SELECTED EXCERPT:
+ + + + +

# Top speed with gear ratio... And how long was the duration.



## Cycles4Fun (Oct 16, 2012)

I have recently been focusing on cadence as a training measure. And I commute on my fixed gear most of the time. I hit a top speed of about 30.1 for a period of about 20-30 seconds with a 50/18 combo.. And that puts my highest cadence at about a 133.. So I was just curious what you all achieve as a top speed.. Just as a comparison..


----------



## serious (May 2, 2006)

I am a poor spinner so I won't impress you with my numbers. I can hit about 26-27 mph with 48:16 but it is a matter sof seconds (15-20) before I lose it. That is not even 120 rpm.


----------



## JustTooBig (Aug 11, 2005)

on a track bike, somewhere in the neighborhood of 40mph on a 98" gear (something like 51x14). Cadence around 135-140. That would be for something like a flying 200m, so duration is around 11sec.


----------



## Cycles4Fun (Oct 16, 2012)

^^^^HOLY CRAP! Lol


----------



## singlespeedbuss (Aug 6, 2009)

I have hit 30mph with a 45x17 gearing on my SS for a very short duration, my feet were a whirling dirvish and about flew of the peddles, not sure about the rpm`s though.


----------



## JCavilia (Sep 12, 2005)

I can't document anything, because I don't have a computer on the fixie, but I'm pretty good at counting and estimating cadence. My gear is almost exactly the same as yours (39x14) and I'm pretty sure I've gotten up in the range of 145 rpm briefly (on a descent, obviously). That's about 31.6 mph. It may have been a little faster than that. If you're talking about speed on a flat, that's more about power, not cadence. I've probably gotten up a bit over 25 mph on occasion, 115-120 rpm. The real trackies like JTB are a different animal.

BTW, if you have 700/23 tires, your 30.1 mph actually puts you at about 138 rpm. So you may be spinnier than you thought.


----------



## PSC (Mar 10, 2004)

+ + + + +

DATA:
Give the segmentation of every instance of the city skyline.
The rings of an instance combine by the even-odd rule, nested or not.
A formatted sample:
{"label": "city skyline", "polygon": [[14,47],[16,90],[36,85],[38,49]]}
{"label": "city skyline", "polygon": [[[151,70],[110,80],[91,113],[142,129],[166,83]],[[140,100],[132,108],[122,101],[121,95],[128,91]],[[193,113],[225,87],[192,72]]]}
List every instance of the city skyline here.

+ + + + +

TASK REQUIREMENTS:
- a) Reproduce word for word the stretch of the fixed-gear top speed thread from "I have recently" through "even 120 rpm.".
- b) Continue the forum thread on fixed-gear top speeds and cadence from the point where it stops.

ANSWERS BY TASK:
- a)
I have recently been focusing on cadence as a training measure. And I commute on my fixed gear most of the time. I hit a top speed of about 30.1 for a period of about 20-30 seconds with a 50/18 combo.. And that puts my highest cadence at about a 133.. So I was just curious what you all achieve as a top speed.. Just as a comparison..


----------



## serious (May 2, 2006)

I am a poor spinner so I won't impress you with my numbers. I can hit about 26-27 mph with 48:16 but it is a matter sof seconds (15-20) before I lose it. That is not even 120 rpm.

- b)
Using a 42/17, I can cruise at 21-22 mph comfortably(108-113 rpm) and can sprint up to 28-29 mph(mid 140's rpm) for a couple seconds.


----------



## JCavilia (Sep 12, 2005)

singlespeedbuss said:


> I have hit 30mph with a 45x17 gearing on my SS for a very short duration, my feet were a whirling dirvish and about flew of the peddles, *not sure about the rpm`s though*.


I can do the math for you. Assuming you run 700/23 tires, you were spinning about 145 rpm. 

You say your feet nearly flew off the pedals. Were you doing that with flat pedals, no toeclips or cleats -- i.e., no attachment between shoe and pedal? If so, that is wildly scary, and impressive.


----------



## singlespeedbuss (Aug 6, 2009)

Obviously it only felt like my feet were ready to fly off the peddles. I have clipless peddles and if I had my fixed gear on and not the free wheel it would have gotten ugly in a hurry. I am running 700/25 Hutchenson tubless tire on the rear. I guess I need the cadence counter on my bike.


----------



## wtfbbq (Apr 5, 2012)

I lead out a single speed cyclocross race a few weeks back in a 42x17 and topped out around 28 and did a quarter mile in about 35 seconds from a standing start. In weekly cyclocross practice we do starts and I regularly hit 25 to 26 in my 42x17. There is a local Strava segment that is. 3 miles and slightly downhill and I've done that at 32mph average on my 46x17.

All I know is it's some crazy spinning and really works me over.


----------



## waldo425 (Sep 22, 2008)

With a 44x18 I did 39 MPH. I calculated it out to be about 192 RPM. I held it for a couple seconds. Funny enough that is not my max RPM which is a confirmed 218 RPM.


----------



## singlespeedbuss (Aug 6, 2009)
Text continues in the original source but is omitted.